This last case is one of the main reasons for the introduction of the device I/O concept. It provides the system and installers a way to know what kind of devices can be connected to a particular gateway. Therefore, when a static gateway is incorporated to the system, the installer needs to manually configure the device I/Os the gateway is reporting. To do that, he specifies the class of devices that are connected to each device I/O. It must be stressed that not every device can be specified as connected to a particular device I/O, due to the fact that each one of them has an associated list of states that it supports. For example, a digital I/O will only have associated an on/off state to it, so that, only device classes that support that state may be associated to that device I/O. This configuration can be carried out with a web based configuration tool available for system installers.

Another important key aspect of the proposed model is that it was decided to make use of the DogOnt ontology only as a taxonomy of metadata for the concepts considered here. That is, an implementation of the proposed conceptual model doesn't have to populate an ontology with instances in order to represent the proposed concepts. It can represent the concepts with any technology, like object-oriented programing, and only use the ontology as a repository of metadata about the different concepts managed by the system.

Stated problem :: Reproduce the part of the device I/O passage from "This last case" up to and including "for system installers.". The listing that comes next is separate material, unconnected to the device I/O passage.

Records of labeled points
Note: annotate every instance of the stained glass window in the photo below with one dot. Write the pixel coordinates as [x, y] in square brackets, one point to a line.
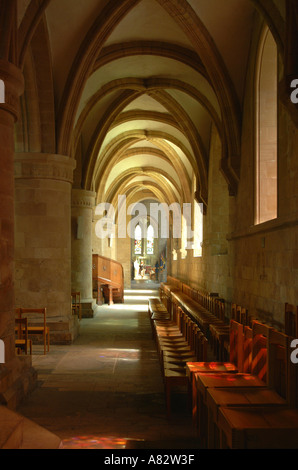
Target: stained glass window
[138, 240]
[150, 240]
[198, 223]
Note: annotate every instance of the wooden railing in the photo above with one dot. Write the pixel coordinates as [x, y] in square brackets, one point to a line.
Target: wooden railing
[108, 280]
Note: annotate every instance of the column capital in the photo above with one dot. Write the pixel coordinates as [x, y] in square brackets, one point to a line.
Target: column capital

Exercise response ::
This last case is one of the main reasons for the introduction of the device I/O concept. It provides the system and installers a way to know what kind of devices can be connected to a particular gateway. Therefore, when a static gateway is incorporated to the system, the installer needs to manually configure the device I/Os the gateway is reporting. To do that, he specifies the class of devices that are connected to each device I/O. It must be stressed that not every device can be specified as connected to a particular device I/O, due to the fact that each one of them has an associated list of states that it supports. For example, a digital I/O will only have associated an on/off state to it, so that, only device classes that support that state may be associated to that device I/O. This configuration can be carried out with a web based configuration tool available for system installers.